▶ Текст для чтения
━━━━━━━━━━━━━━━━━━━━━━━━━━━━━━

Большую часть моего детства еду выдавали по карточкам, и наши аппетиты уменьшались вместе с нашими животами. На завтрак у нас была каша и бутерброды с сахаром к чаю. «Национальный хлеб» приходил с «добавкой кальция», он был посыпан мелом – уловка, чтобы мы думали, будто получаем белый хлеб. Приходилось стоять в очереди за еженедельной порцией яичного порошка. Два раза в год в качестве угощения у нас была жареная курица. Тогда это было большое событие, но сегодня эти цыплята вряд ли смогли бы попасть на полку супермаркета. Это были паршивые, тощие, жилистые недомерки – больше костей и сухожилий, чем мяса. В 1998-м я сыграл Эбенезера Скруджа в постановке «Рождественской песни», которая проходила в Мэдисон-сквер-гарден, и на столе у бедного трудолюбивого офисного клерка Боба Крэтчита была курица по крайней мере вдвое больше, чем у нас после войны. И это его мы должны были жалеть?
Мы ничего не выбрасывали: старые тряпки, бумага, банки, кусочки ниток и пустые бутылки – все это могло пригодиться. На полках не было игрушек. Нельзя было заскочить в магазин за новой детской коляской или даже детской одеждой и обувью – все бралось из вторых, третьих, четвертых и даже шестых рук. Мы снашивали наши туфли до дыр, а потом папа показывал нам, как чинить их. Сколько людей сегодня смогут починить свою обувь? Тогда это было нормально, но сейчас такое просто невозможно представить. Сменилось целых три поколения, и те времена отстоят от нас на тысячи миль, но я все еще поражаюсь, как мы проделали этот путь оттуда сюда. Что интересно, я не помню, чтобы в те времена мне было тяжело. Возможно, эти чувства спрятались где-то глубоко внутри, но по большому счету мое детство, не считая Реджи и его предательского одеяла, было счастливым.
Чем больше я об этом думаю, тем больше понимаю, каким удивительным было поколение наших родителей. Им никогда не нужно было много для счастья. Все, что им было нужно, – это мирное небо над головой и возможность время от времени повеселиться. Попойка с парой бутылок бурого эля считалась вечеринкой века. Набор проще некуда, но они знали, как отлично провести время, обходясь малым. Сегодня все наоборот – можно получить что угодно по щелчку пальцев. Если честно, не совсем понимаю, к чему все это нас приведет. Я уверен, что если вы молоды и не ведали другой жизни, то вы так и будете плыть по течению. Возможно, когда-нибудь вы сможете мне это объяснить.

━━━━━━━━━━━━━━━━━━━━━━━━━━━━━━

▶ Задания
A - Назовите все вещи, которые, согласно тексту о послевоенном детстве, никогда не выбрасывали.
B - Оформите в виде JSON-списка строк те строки записей, что находятся между строкой с "Could you kindly segment every instance of the curved" и строкой с "29L211 30L211 36L213", включительно. Каждой строке должен соответствовать один элемент списка, пустые строки не включайте.

Записи разметки для сегментации:
━━━━━━━━━━━━━━━━━━━━━━━━━━━━━━

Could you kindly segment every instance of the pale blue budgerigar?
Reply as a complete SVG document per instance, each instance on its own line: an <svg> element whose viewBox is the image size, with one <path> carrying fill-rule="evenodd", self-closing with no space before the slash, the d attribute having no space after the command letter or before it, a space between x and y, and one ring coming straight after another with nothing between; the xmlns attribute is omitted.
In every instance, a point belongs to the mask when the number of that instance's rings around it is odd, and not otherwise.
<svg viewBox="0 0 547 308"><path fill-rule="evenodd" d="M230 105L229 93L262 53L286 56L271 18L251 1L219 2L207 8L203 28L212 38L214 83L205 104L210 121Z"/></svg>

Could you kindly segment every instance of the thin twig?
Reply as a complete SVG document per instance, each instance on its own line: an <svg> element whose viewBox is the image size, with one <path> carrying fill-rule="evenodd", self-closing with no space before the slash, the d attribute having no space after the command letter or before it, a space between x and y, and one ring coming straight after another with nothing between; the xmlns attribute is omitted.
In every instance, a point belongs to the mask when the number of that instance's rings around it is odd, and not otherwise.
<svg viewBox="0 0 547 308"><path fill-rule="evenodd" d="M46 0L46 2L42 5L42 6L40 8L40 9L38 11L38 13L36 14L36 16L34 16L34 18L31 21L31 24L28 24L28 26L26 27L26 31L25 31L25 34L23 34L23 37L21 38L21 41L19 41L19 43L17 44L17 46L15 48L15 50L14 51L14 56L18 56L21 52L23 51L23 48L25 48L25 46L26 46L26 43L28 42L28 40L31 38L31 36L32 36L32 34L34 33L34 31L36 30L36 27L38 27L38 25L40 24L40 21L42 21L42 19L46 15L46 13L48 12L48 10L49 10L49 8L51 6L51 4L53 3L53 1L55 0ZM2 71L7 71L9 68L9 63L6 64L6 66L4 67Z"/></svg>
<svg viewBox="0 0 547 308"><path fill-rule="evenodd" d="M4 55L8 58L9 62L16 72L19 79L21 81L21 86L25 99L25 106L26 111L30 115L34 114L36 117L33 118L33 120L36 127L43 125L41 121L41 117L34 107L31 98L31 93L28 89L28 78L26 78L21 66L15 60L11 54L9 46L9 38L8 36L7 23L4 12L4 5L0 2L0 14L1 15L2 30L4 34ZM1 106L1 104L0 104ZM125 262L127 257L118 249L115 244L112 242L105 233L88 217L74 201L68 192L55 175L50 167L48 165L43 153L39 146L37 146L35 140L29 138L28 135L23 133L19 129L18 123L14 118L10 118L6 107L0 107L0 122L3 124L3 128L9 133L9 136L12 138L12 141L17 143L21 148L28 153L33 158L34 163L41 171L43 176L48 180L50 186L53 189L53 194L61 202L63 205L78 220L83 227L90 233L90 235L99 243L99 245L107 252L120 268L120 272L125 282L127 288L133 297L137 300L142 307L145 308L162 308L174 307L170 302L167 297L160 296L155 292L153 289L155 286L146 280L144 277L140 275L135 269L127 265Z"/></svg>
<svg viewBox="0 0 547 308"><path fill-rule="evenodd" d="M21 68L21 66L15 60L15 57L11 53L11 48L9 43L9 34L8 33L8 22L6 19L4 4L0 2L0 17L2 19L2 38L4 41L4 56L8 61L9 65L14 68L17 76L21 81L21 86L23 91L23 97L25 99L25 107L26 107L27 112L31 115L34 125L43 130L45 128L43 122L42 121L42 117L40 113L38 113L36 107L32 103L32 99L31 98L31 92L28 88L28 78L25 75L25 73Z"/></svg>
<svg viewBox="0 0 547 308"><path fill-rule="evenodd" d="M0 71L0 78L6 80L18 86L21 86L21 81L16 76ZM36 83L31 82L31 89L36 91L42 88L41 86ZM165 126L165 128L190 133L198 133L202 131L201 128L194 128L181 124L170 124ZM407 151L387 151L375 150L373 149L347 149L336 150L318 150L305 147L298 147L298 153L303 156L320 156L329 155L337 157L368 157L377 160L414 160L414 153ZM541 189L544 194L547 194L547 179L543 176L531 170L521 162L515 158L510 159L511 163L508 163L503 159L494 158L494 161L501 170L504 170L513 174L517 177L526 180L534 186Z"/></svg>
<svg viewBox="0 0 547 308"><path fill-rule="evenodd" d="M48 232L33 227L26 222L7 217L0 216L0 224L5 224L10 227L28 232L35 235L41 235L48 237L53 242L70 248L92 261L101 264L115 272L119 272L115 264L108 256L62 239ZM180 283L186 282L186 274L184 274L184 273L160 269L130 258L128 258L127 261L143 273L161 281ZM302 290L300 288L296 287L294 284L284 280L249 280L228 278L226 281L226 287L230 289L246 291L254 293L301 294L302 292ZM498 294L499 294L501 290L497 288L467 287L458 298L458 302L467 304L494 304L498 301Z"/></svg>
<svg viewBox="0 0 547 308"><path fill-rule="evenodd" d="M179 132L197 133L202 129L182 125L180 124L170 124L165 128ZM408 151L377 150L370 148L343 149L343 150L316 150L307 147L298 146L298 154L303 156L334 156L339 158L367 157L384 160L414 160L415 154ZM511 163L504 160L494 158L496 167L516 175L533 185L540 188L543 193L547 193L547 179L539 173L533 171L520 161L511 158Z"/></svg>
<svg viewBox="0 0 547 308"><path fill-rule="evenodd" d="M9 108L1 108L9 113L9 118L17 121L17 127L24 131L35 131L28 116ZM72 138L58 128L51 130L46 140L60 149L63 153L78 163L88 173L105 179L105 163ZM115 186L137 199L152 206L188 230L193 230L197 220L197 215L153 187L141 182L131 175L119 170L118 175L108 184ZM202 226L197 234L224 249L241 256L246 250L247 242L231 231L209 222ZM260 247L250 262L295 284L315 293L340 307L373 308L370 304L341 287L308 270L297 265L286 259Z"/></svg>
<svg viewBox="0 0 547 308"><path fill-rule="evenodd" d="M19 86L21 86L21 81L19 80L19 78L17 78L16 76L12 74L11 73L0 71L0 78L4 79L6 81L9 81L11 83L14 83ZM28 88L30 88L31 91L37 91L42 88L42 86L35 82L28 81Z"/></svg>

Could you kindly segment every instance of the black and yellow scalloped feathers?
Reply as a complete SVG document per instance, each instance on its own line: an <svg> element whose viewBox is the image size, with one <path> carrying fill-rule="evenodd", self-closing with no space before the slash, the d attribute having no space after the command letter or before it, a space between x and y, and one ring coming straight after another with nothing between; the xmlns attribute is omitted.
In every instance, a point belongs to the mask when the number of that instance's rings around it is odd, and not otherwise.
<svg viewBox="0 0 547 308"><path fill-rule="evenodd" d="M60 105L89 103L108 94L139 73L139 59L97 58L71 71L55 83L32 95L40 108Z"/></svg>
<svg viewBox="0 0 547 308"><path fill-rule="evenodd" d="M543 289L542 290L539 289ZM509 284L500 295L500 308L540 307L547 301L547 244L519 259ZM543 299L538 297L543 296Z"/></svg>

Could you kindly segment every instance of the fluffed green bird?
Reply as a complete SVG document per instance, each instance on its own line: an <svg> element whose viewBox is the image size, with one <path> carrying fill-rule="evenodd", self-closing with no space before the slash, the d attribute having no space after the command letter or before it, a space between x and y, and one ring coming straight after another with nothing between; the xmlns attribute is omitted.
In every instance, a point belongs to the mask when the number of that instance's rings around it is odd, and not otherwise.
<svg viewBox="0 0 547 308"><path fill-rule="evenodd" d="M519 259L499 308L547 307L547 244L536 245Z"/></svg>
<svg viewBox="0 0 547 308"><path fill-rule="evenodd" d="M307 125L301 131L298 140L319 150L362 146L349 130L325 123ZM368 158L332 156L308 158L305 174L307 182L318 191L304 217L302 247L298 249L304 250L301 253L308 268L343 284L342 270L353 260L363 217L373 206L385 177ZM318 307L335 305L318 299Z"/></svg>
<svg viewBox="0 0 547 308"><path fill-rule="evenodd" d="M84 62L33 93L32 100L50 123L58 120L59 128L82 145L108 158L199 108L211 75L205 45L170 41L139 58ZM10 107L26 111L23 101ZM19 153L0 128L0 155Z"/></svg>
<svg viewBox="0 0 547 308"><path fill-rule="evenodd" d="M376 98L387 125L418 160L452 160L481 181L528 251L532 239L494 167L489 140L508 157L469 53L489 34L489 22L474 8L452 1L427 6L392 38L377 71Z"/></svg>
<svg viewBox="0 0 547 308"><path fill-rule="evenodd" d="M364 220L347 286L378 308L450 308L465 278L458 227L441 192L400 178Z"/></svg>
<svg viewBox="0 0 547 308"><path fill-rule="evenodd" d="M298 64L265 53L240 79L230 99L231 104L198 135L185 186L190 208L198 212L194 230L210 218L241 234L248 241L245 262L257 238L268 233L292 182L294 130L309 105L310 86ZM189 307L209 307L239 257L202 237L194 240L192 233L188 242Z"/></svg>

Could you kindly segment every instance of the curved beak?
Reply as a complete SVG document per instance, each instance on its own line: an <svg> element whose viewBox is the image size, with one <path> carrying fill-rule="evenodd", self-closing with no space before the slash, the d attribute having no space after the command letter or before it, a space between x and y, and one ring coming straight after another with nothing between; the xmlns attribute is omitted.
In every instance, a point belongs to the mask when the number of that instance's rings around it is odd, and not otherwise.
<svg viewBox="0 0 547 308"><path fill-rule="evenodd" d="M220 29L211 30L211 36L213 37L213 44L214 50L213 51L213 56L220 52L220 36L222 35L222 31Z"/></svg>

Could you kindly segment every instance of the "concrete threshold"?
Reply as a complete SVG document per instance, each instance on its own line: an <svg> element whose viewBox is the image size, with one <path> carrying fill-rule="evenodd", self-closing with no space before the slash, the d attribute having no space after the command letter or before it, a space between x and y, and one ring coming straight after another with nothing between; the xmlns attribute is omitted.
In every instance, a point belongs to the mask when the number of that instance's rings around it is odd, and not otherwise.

━━━━━━━━━━━━━━━━━━━━━━━━━━━━━━

▶ Решения заданий
A - Старые тряпки, бумага, банки, кусочки ниток, пустые бутылки.

B -
[
  "Could you kindly segment every instance of the curved beak?",
  "Reply as a complete SVG document per instance, each instance on its own line: an <svg> element whose viewBox is the image size, with one <path> carrying fill-rule=\"evenodd\", self-closing with no space before the slash, the d attribute having no space after the command letter or before it, a space between x and y, and one ring coming straight after another with nothing between; the xmlns attribute is omitted.",
  "In every instance, a point belongs to the mask when the number of that instance's rings around it is odd, and not otherwise.",
  "<svg viewBox=\"0 0 547 308\"><path fill-rule=\"evenodd\" d=\"M220 29L211 30L211 36L213 37L213 44L214 50L213 51L213 56L220 52L220 36L222 35L222 31Z\"/></svg>"
]